BEGIN RECORDS TO USE

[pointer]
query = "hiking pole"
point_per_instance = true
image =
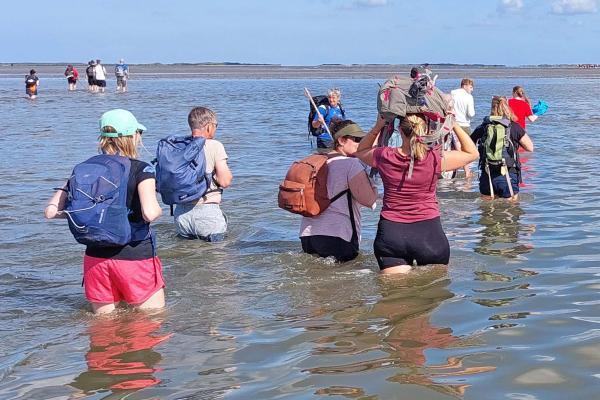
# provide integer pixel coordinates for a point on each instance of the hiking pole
(307, 94)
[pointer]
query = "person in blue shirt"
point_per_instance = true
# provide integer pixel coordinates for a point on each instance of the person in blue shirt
(325, 115)
(122, 74)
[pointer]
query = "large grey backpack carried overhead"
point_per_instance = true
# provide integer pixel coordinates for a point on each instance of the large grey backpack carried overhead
(399, 96)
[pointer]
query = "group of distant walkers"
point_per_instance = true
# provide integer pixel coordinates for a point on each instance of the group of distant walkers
(96, 77)
(413, 143)
(111, 199)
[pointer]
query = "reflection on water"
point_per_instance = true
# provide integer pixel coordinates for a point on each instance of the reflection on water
(503, 234)
(121, 357)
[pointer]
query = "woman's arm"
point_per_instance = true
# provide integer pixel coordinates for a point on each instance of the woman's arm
(223, 174)
(526, 142)
(459, 158)
(56, 204)
(366, 146)
(150, 208)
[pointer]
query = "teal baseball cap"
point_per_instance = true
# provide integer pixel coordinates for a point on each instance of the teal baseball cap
(123, 122)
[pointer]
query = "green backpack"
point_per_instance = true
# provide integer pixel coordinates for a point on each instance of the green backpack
(498, 148)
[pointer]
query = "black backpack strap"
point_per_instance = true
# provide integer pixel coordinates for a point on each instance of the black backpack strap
(348, 195)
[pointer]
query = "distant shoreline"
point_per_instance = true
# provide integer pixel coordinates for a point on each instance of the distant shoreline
(327, 71)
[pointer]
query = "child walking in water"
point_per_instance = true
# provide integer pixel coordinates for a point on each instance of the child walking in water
(110, 201)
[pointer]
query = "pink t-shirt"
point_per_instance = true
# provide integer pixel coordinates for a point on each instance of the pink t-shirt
(408, 200)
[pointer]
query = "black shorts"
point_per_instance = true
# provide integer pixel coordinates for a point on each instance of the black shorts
(330, 246)
(422, 242)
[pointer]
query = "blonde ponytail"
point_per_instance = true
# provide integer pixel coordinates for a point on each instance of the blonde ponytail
(413, 126)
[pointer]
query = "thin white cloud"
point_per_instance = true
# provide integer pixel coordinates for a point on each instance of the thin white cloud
(510, 5)
(371, 3)
(572, 7)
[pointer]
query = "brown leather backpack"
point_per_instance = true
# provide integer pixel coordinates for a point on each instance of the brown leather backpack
(304, 189)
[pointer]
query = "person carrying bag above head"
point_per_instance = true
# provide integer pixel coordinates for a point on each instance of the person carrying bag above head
(109, 202)
(410, 232)
(499, 139)
(332, 229)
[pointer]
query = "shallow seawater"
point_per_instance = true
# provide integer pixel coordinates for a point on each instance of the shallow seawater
(514, 316)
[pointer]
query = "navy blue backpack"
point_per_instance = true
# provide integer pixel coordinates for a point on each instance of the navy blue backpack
(96, 204)
(181, 169)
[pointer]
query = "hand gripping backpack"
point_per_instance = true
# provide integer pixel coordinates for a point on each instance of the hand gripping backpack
(96, 204)
(304, 189)
(181, 169)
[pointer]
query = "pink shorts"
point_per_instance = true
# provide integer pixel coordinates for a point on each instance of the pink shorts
(111, 281)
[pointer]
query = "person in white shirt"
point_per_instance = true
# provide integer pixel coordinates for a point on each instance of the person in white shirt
(464, 111)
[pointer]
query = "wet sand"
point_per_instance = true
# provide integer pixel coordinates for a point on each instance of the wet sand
(379, 71)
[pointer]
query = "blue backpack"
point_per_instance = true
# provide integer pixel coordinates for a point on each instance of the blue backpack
(96, 204)
(181, 169)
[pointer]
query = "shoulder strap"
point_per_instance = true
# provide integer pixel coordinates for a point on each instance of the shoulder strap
(342, 110)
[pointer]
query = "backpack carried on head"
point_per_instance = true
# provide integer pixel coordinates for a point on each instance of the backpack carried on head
(304, 189)
(497, 150)
(120, 70)
(181, 169)
(320, 101)
(96, 204)
(400, 96)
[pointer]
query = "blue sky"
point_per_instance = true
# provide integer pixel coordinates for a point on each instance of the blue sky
(303, 32)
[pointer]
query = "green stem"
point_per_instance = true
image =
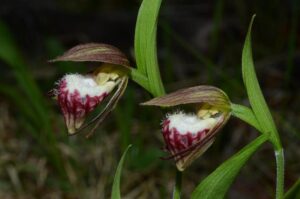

END RECORDS TO USE

▶ [TASK PROMPT]
Pick out every line in the items above that contains the word "child", and copy each of those lines.

▶ [RESULT OF THE EXERCISE]
query = "child walking in water"
# provide integer pixel coordinates for a point on each instance of the child walking in water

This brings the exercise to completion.